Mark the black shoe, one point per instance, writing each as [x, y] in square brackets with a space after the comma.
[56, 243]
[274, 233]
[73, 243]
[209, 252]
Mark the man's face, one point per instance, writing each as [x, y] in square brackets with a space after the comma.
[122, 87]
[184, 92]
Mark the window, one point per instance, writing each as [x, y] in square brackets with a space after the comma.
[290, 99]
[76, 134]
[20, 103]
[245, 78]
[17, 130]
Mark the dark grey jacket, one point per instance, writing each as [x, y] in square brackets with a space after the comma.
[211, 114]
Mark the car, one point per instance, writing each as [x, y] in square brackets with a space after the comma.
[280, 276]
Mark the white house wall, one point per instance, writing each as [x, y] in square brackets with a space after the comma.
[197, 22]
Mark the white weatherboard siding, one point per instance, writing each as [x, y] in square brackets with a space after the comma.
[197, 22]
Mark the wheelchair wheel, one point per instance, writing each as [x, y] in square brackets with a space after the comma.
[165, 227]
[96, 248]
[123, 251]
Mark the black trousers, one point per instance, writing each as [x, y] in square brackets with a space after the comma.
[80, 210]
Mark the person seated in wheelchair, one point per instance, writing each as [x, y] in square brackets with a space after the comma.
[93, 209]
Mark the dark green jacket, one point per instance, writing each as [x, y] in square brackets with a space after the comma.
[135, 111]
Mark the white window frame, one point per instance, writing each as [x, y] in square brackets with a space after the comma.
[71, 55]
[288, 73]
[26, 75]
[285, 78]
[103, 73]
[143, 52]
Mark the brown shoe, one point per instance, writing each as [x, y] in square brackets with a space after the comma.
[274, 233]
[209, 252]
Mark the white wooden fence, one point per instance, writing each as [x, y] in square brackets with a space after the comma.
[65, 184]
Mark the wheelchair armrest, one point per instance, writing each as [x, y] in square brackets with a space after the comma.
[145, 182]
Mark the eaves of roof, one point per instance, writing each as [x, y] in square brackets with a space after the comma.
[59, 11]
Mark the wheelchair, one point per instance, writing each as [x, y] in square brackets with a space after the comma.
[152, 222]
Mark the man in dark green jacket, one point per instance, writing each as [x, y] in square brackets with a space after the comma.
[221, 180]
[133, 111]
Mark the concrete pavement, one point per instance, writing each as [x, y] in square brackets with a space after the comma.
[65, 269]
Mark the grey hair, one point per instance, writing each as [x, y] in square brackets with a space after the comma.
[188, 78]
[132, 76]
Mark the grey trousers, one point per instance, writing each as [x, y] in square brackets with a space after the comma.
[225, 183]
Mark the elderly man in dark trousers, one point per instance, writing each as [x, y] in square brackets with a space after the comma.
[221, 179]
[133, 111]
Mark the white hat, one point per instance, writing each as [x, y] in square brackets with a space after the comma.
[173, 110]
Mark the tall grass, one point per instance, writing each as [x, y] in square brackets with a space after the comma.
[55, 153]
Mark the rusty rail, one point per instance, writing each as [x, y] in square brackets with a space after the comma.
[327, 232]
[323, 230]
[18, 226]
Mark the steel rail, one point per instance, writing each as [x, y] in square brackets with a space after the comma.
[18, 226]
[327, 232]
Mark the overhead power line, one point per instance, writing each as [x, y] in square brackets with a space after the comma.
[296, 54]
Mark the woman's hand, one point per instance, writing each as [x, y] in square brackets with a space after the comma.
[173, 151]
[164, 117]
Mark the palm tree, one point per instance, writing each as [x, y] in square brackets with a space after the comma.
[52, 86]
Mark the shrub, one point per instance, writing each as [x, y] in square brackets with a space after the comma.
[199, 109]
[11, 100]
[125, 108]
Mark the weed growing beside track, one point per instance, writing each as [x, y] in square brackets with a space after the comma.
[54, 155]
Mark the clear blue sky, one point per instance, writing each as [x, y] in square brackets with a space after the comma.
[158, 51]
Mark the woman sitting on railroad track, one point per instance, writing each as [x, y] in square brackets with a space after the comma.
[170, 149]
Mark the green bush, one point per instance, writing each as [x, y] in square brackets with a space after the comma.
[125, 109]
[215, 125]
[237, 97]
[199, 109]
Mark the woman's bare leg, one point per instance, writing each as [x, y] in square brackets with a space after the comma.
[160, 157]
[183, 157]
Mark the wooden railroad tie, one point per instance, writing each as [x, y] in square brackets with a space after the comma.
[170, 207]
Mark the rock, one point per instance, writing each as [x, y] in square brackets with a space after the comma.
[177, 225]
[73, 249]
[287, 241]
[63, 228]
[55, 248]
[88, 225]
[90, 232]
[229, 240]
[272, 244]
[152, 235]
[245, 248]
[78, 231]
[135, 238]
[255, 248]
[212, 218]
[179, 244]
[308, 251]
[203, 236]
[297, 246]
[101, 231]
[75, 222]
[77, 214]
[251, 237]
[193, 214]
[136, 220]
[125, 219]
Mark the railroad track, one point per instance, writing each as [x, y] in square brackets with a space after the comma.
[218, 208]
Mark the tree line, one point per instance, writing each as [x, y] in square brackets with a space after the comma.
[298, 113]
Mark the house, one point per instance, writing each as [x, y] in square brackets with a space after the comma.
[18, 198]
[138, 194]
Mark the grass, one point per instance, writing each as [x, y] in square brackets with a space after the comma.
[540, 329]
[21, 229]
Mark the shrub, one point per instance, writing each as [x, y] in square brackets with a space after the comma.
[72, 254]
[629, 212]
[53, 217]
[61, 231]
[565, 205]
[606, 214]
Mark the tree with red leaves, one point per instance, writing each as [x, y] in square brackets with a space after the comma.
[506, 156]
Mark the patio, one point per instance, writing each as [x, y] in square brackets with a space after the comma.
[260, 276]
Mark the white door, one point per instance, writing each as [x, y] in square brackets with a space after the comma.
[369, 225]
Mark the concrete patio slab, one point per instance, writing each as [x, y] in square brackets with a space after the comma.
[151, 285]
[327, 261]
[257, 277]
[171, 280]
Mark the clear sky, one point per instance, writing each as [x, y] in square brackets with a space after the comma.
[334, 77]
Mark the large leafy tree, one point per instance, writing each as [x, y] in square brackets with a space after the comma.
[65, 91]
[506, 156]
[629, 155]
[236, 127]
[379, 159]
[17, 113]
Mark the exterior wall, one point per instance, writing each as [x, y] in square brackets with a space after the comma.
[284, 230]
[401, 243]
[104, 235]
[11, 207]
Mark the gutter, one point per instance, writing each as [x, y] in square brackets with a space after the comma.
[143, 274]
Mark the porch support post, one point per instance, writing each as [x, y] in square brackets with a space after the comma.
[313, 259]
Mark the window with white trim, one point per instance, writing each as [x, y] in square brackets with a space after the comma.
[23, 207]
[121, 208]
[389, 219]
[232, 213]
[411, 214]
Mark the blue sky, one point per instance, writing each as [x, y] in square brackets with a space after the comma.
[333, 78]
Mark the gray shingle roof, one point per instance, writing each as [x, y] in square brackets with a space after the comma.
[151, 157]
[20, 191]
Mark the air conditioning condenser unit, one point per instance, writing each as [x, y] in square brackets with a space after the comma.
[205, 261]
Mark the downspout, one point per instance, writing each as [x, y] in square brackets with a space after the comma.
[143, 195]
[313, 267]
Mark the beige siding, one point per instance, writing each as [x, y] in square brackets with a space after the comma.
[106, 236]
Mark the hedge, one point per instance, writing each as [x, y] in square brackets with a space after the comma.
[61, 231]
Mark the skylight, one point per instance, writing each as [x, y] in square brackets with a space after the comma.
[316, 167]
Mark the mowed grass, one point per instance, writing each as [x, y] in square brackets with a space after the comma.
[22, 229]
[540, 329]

◇ ◇ ◇ ◇ ◇

## TASK PROMPT:
Can you restate every record above word for word?

## SOLUTION TO THIS EXERCISE:
Mark the black shoe, one point per instance, writing each as [x, y] in square brackets with a space after the comma.
[56, 243]
[274, 233]
[73, 243]
[209, 252]
Mark the man's face, one point per instance, writing each as [x, y] in square brackets with a space after the comma.
[122, 87]
[184, 92]
Mark the window, one point per instance, writing each as [x, y] in square brackets with a space after the comma.
[290, 99]
[76, 134]
[20, 103]
[245, 78]
[17, 130]
Mark the dark grey jacket, one point per instance, writing each as [x, y] in square brackets with a space after the comma.
[211, 114]
Mark the car, one point per instance, writing each as [x, y] in square brackets with a space after the comma.
[280, 276]
Mark the white house wall, one point per instance, writing each as [x, y] in square brackets with a space after the comma.
[197, 22]
Mark the white weatherboard siding, one point per instance, writing each as [x, y] in square brackets with a space after the comma.
[197, 22]
Mark the wheelchair wheel, one point per instance, writing each as [x, y] in square brackets with a space after the comma.
[165, 227]
[96, 248]
[123, 251]
Mark the black trousers, one point per instance, writing each as [x, y] in square brackets with a space after the comma.
[80, 210]
Mark the person seated in wheelchair, one point per instance, writing each as [x, y] in square brackets with a space after the comma.
[93, 209]
Mark the dark green jacket, one point per instance, writing each as [x, y] in square brackets with a space after the comma.
[135, 111]
Mark the white window frame, one point per instance, writing each as [x, y] in square brackets with a space after the comma.
[71, 55]
[288, 73]
[26, 75]
[285, 78]
[103, 73]
[143, 52]
Mark the brown shoe, one point per instance, writing each as [x, y] in square brackets with a space after the comma.
[274, 233]
[209, 252]
Mark the white wooden fence, one point per instance, writing each as [x, y] in square brackets with a space after the comma.
[65, 184]
Mark the wheelchair armrest, one point per instance, writing each as [x, y] in square brackets with a space after the comma.
[145, 182]
Mark the eaves of roof, one point per instance, writing each as [x, y] in square brackets with a space after the comma.
[59, 11]
Mark the wheelchair, one point per instance, writing each as [x, y] in square brackets with a space after the comma.
[152, 222]
Mark the man in dark green jacket, one point per instance, writing each as [x, y] in square brackets with a space after the comma.
[221, 180]
[133, 111]
Mark the concrete pavement, one point per instance, writing each as [x, y] in square brackets with a space after the comma.
[65, 269]
Mark the grey hair, one point per instance, writing each as [x, y] in square brackets with a space after the comma.
[188, 78]
[132, 76]
Mark the grey trousers, one point per instance, writing each as [x, y] in square brackets with a space after the comma.
[225, 183]
Mark the elderly man in dark trousers, one point per instance, writing each as [x, y] in square brackets with a space after the comma.
[221, 179]
[133, 111]
Mark the white hat, one point per instance, writing each as [x, y] in square brackets with a space after the comma.
[173, 110]
Mark the tall grass, one point per instance, writing each as [x, y] in square brackets with a space after the comma.
[55, 153]
Mark the rusty rail, one point per instance, writing each as [x, y] in square brackets with a space after the comma.
[327, 232]
[323, 230]
[18, 226]
Mark the steel rail, one point per instance, writing each as [x, y] in square brackets with a space after the comma.
[18, 226]
[327, 232]
Mark the overhead power line, one point per instance, writing each as [x, y] in square brackets with a space after the comma.
[296, 54]
Mark the woman's hand, one point per instance, writing each as [x, y] in square brackets with a space after the comma.
[173, 151]
[164, 117]
Mark the palm tree, one point per instance, writing each as [x, y] in square brackets with a space after the comma.
[52, 86]
Mark the shrub, one point per instance, writing each as [x, y] in square brackets with a space after the comma.
[199, 109]
[11, 100]
[125, 108]
Mark the weed growing beside track, one point per instance, writing each as [x, y] in square brackets with a space after the comma.
[54, 155]
Mark the clear blue sky, one point per instance, writing each as [x, y] in square brackets with a space after the comma.
[158, 51]
Mark the woman sitting on railroad track, one point per instance, writing each as [x, y] in square brackets with a space after the comma.
[170, 149]
Mark the green bush, one point per instance, writing each as [x, y] in square brackets with a space after the comma.
[125, 109]
[215, 125]
[237, 97]
[199, 109]
Mark the woman's bare leg, one point per instance, writing each as [x, y] in square brackets with a space after the comma.
[160, 157]
[183, 157]
Mark the wooden railroad tie, one point per instance, writing each as [x, y] in square brackets with a space after the comma.
[170, 207]
Mark the rock, one point per instance, writing each as [x, y] in square brackets with a space after the comma.
[177, 225]
[73, 249]
[287, 241]
[63, 228]
[55, 248]
[88, 225]
[90, 232]
[229, 240]
[272, 244]
[152, 235]
[245, 248]
[78, 231]
[135, 238]
[255, 248]
[212, 218]
[179, 244]
[308, 251]
[203, 236]
[297, 246]
[101, 231]
[75, 222]
[77, 214]
[251, 237]
[193, 214]
[136, 220]
[125, 219]
Mark the railroad track, one point per instance, writing each as [x, y] in square brackets with a space after the comma.
[218, 208]
Mark the tree line, one point per instance, writing each as [x, y] in square brackets with a space after the comma.
[298, 113]
Mark the house, one point per instance, writing each as [x, y] in square brackets with a space after the comma.
[18, 198]
[138, 194]
Mark the grass, one point per instance, writing each as [x, y] in square brackets with a space after the comma.
[540, 329]
[21, 229]
Mark the shrub, one point per instance, writing each as [x, y] in square brackets with a space after the comma.
[72, 254]
[629, 212]
[53, 217]
[61, 231]
[565, 205]
[606, 214]
Mark the tree with red leaves, one point per instance, writing each as [x, y] in square brackets with a space after the comma.
[506, 156]
Mark the patio, one point per instance, writing each as [x, y] in square brackets with a space after the comma.
[260, 276]
Mark the white door, one point per instance, writing each as [x, y] in square brackets with a space after the comma.
[369, 225]
Mark the concrete patio slab, one point per instance, writing each as [x, y] in square brackets with a space after the comma.
[151, 285]
[327, 261]
[257, 277]
[171, 280]
Mark the clear sky, one point per instance, writing each as [x, y] in square brackets with a space after the comma.
[334, 77]
Mark the large leafy tree, one point per instance, writing each as [x, y] in square brackets with a space after the comma.
[65, 91]
[506, 156]
[629, 155]
[236, 127]
[379, 159]
[17, 113]
Mark the exterior wall, one point per instance, writing each as [x, y] in square brackets with a space after the comma.
[284, 230]
[401, 243]
[104, 235]
[11, 207]
Mark the gutter, one point per instance, writing each as [x, y] in square brackets with a space after the comma.
[143, 274]
Mark the porch support post, one point per instance, writing each as [x, y] in square brackets with a space after the comma.
[313, 259]
Mark the window with white trim, one point per instance, writing each as [x, y] in square brackets with a space after the comma.
[23, 207]
[121, 208]
[389, 219]
[232, 213]
[411, 214]
Mark the blue sky, one point per instance, writing each as [x, y] in square brackets with a space after the comma.
[333, 78]
Mark the gray shingle roof, one point per instance, writing each as [x, y] in square brackets with a space after the comma.
[151, 157]
[20, 191]
Mark the air conditioning condenser unit, one point per instance, writing each as [x, y] in square brackets with a space after the comma.
[205, 261]
Mark the downspout, one point per instance, writing each as [x, y] in square brackets with a space after the comma.
[143, 195]
[313, 267]
Mark the beige siding, one point per instance, writing each as [x, y] in square brackets with a space after the comma.
[106, 236]
Mark the hedge, one point per instance, writing each as [x, y] in square brackets with a space after the comma.
[61, 231]
Mark the skylight, one point per instance, writing each as [x, y] in square brackets with a space after the comma.
[316, 167]
Mark the mowed grass, one point per instance, writing each as [x, y] in square brackets with a space after the comma.
[22, 229]
[540, 329]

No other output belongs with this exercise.